-- START --
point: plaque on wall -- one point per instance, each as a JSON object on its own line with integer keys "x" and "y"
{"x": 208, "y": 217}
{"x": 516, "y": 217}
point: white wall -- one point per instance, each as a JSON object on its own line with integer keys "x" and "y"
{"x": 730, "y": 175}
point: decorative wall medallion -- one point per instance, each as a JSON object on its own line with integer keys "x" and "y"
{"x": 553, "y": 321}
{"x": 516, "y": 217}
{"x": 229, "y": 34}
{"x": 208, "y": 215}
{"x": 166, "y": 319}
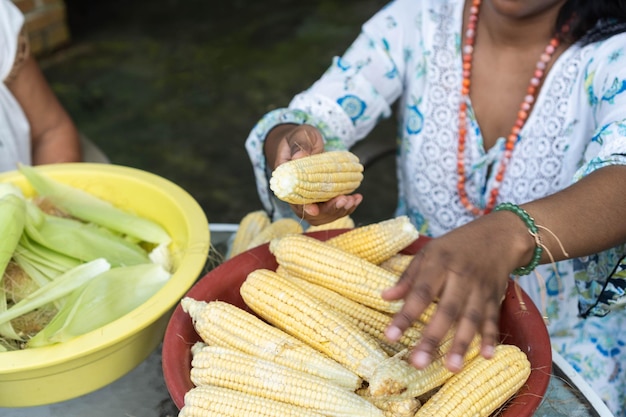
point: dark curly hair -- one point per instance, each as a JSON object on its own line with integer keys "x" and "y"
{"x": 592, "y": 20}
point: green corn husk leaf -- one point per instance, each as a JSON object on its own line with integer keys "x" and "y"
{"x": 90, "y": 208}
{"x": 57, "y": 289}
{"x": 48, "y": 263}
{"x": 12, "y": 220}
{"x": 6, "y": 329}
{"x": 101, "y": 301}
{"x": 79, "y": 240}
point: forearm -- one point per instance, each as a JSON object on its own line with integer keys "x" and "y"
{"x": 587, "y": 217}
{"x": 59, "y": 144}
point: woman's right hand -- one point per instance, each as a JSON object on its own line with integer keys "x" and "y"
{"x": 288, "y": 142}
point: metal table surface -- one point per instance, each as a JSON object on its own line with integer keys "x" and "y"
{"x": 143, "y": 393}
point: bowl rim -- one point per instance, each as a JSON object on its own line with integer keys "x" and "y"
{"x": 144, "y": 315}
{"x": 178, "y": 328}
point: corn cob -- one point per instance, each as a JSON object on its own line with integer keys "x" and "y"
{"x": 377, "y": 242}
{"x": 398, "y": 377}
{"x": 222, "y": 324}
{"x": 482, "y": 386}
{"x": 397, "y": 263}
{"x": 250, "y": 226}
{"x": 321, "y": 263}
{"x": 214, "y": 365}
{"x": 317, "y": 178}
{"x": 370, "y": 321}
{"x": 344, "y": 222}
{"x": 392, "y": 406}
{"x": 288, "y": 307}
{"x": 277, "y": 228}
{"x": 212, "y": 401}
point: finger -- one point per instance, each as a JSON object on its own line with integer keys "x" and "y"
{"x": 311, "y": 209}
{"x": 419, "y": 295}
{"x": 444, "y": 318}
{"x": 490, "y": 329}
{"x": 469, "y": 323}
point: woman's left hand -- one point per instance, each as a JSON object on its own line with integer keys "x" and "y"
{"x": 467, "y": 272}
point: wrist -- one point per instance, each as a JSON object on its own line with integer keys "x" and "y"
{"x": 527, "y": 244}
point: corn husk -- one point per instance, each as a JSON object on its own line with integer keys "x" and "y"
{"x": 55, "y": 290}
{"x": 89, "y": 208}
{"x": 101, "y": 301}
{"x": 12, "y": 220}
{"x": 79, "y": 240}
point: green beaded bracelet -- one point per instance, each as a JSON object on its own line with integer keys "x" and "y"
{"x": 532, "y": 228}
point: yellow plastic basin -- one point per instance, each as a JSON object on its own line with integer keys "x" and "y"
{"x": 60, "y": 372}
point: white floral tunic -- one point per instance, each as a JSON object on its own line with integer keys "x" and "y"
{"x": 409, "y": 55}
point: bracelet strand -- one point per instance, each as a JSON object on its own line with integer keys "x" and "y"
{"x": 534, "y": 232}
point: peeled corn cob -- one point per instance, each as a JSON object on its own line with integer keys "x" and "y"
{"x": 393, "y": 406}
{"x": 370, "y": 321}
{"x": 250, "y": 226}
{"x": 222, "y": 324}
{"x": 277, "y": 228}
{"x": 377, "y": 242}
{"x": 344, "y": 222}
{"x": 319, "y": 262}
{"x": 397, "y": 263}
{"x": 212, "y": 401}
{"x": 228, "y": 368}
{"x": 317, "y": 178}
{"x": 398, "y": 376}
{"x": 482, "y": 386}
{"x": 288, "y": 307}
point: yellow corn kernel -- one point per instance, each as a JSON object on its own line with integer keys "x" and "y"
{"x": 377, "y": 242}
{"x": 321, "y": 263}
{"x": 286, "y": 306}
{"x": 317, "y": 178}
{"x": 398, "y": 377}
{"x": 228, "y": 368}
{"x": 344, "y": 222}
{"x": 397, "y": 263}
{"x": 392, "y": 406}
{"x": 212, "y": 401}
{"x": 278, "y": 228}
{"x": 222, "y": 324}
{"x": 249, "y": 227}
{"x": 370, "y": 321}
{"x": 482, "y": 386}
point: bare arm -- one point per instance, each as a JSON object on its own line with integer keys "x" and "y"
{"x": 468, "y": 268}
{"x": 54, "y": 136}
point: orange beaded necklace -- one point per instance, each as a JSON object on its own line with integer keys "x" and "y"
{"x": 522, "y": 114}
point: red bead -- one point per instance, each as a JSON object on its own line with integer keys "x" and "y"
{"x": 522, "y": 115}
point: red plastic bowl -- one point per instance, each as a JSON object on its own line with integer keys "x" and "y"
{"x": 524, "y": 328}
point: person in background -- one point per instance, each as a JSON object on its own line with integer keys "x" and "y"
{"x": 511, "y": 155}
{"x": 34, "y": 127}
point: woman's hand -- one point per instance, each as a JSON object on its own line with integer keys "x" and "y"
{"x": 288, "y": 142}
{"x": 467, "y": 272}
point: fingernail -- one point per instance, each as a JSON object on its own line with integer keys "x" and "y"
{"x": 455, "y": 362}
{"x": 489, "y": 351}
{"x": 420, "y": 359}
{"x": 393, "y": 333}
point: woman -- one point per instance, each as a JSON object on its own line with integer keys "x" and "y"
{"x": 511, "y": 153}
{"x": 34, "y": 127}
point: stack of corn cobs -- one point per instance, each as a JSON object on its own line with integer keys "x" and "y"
-- END --
● **Stated problem**
Output a faithful copy of the data, with each picture left out.

● **Answer**
point: plaque on wall -- one point per instance, each as a JSON object on its own line with integer keys "x" and "y"
{"x": 208, "y": 217}
{"x": 516, "y": 217}
point: white wall -- one point per instance, each as a JSON object on its own line with integer keys "x" and "y"
{"x": 730, "y": 175}
point: decorative wall medallion -- one point per instance, each as a JSON object on its own line with integer keys "x" and "y"
{"x": 553, "y": 321}
{"x": 516, "y": 217}
{"x": 229, "y": 34}
{"x": 208, "y": 215}
{"x": 166, "y": 319}
point: dark curly hair -- one point per instance, each as a JSON object on its own line with integer keys "x" and "y"
{"x": 592, "y": 20}
point: green corn husk leaf -- one point per instance, each as a JSON object on its own line with integer keys "x" and "y"
{"x": 90, "y": 208}
{"x": 57, "y": 289}
{"x": 48, "y": 263}
{"x": 12, "y": 220}
{"x": 6, "y": 329}
{"x": 101, "y": 301}
{"x": 79, "y": 240}
point: forearm -- one point per instance, each as a JSON object on its own line with integer keys "x" and "y"
{"x": 587, "y": 217}
{"x": 59, "y": 144}
point: woman's right hand -- one point per instance, each as a JSON object on its own line with integer keys "x" and "y"
{"x": 288, "y": 142}
point: metal table surface -- one point per instance, each as a JSON object on its own line with integer keys "x" and "y"
{"x": 143, "y": 393}
point: bowl rim -- one point per instance, each as a JSON object on its own line with integer keys "x" and "y"
{"x": 144, "y": 315}
{"x": 178, "y": 328}
point: corn cob -- one point per instance, each as a JSON object on its own line with integer keys "x" and "y"
{"x": 377, "y": 242}
{"x": 398, "y": 377}
{"x": 222, "y": 324}
{"x": 482, "y": 386}
{"x": 397, "y": 263}
{"x": 250, "y": 226}
{"x": 321, "y": 263}
{"x": 214, "y": 365}
{"x": 317, "y": 178}
{"x": 370, "y": 321}
{"x": 344, "y": 222}
{"x": 392, "y": 406}
{"x": 288, "y": 307}
{"x": 277, "y": 228}
{"x": 212, "y": 401}
point: finger -- one point per instance, each as a JSON object on its own line with integer keys "x" and "y"
{"x": 311, "y": 209}
{"x": 419, "y": 295}
{"x": 444, "y": 318}
{"x": 490, "y": 329}
{"x": 469, "y": 323}
point: woman's left hand -- one point per instance, each as a JSON object on its own line with integer keys "x" and "y"
{"x": 467, "y": 272}
point: wrist -- one point per instance, each as a JSON object on its own line with integer keys "x" and "y"
{"x": 527, "y": 244}
point: corn husk -- one point per instance, each as a JSON object on its own line with integer keys "x" and "y"
{"x": 55, "y": 290}
{"x": 89, "y": 208}
{"x": 101, "y": 301}
{"x": 12, "y": 220}
{"x": 79, "y": 240}
point: green beaded bracelet -- one point per instance, each as a JSON object on its own line with integer keys "x" and "y"
{"x": 532, "y": 228}
point: yellow plastic basin -- one point per instance, each as a JSON object on its own line with integer keys "x" and "y"
{"x": 60, "y": 372}
point: white floral tunic -- one point per instance, each as a JSON object on its own line with integer keys "x" and "y"
{"x": 409, "y": 55}
point: bracelet strand -- one point per instance, each as a JSON object on its own line with integer keys "x" and "y"
{"x": 534, "y": 232}
point: peeled corn cob -- one point per instance, each as a JSON object on its own line with integer keys "x" and "y"
{"x": 393, "y": 406}
{"x": 370, "y": 321}
{"x": 250, "y": 226}
{"x": 222, "y": 324}
{"x": 277, "y": 228}
{"x": 377, "y": 242}
{"x": 344, "y": 222}
{"x": 319, "y": 262}
{"x": 397, "y": 263}
{"x": 212, "y": 401}
{"x": 228, "y": 368}
{"x": 317, "y": 178}
{"x": 398, "y": 376}
{"x": 482, "y": 386}
{"x": 288, "y": 307}
point: yellow corn kernel -- one point per instance, each as a JSON object on its own line with integer keys "x" and "y"
{"x": 377, "y": 242}
{"x": 321, "y": 263}
{"x": 286, "y": 306}
{"x": 317, "y": 178}
{"x": 398, "y": 377}
{"x": 228, "y": 368}
{"x": 344, "y": 222}
{"x": 397, "y": 263}
{"x": 392, "y": 406}
{"x": 212, "y": 401}
{"x": 278, "y": 228}
{"x": 222, "y": 324}
{"x": 249, "y": 227}
{"x": 370, "y": 321}
{"x": 482, "y": 386}
point: bare arm -- one point per instance, each as a JSON object on its own line with integer keys "x" and "y"
{"x": 468, "y": 268}
{"x": 54, "y": 136}
point: orange beaded necklace -- one point per instance, each as a JSON object on its own line with integer keys "x" and "y"
{"x": 522, "y": 114}
point: red bead -- one point per instance, each as a JSON object on its own line with integer keys "x" and "y"
{"x": 522, "y": 115}
point: red plastic bowl -- one point per instance, each as a JSON object on its own line with integer keys "x" and "y"
{"x": 524, "y": 328}
point: person in background -- one point per instance, each as a JSON object on its own line with integer keys "x" and "y"
{"x": 511, "y": 155}
{"x": 34, "y": 127}
point: woman's hand -- one point per instance, each as a JSON object on its own line with integer keys "x" and "y"
{"x": 288, "y": 142}
{"x": 467, "y": 272}
point: fingernail -- one point per instance, each as a JSON object on its own line with integer keys "x" and "y"
{"x": 455, "y": 362}
{"x": 489, "y": 351}
{"x": 420, "y": 359}
{"x": 393, "y": 333}
point: woman -- one point per instance, each as a JSON object on its own line with integer keys "x" and "y"
{"x": 511, "y": 153}
{"x": 34, "y": 127}
point: stack of corn cobs -- one point per instance, each as a JSON object on its own line with integer keys "x" and "y"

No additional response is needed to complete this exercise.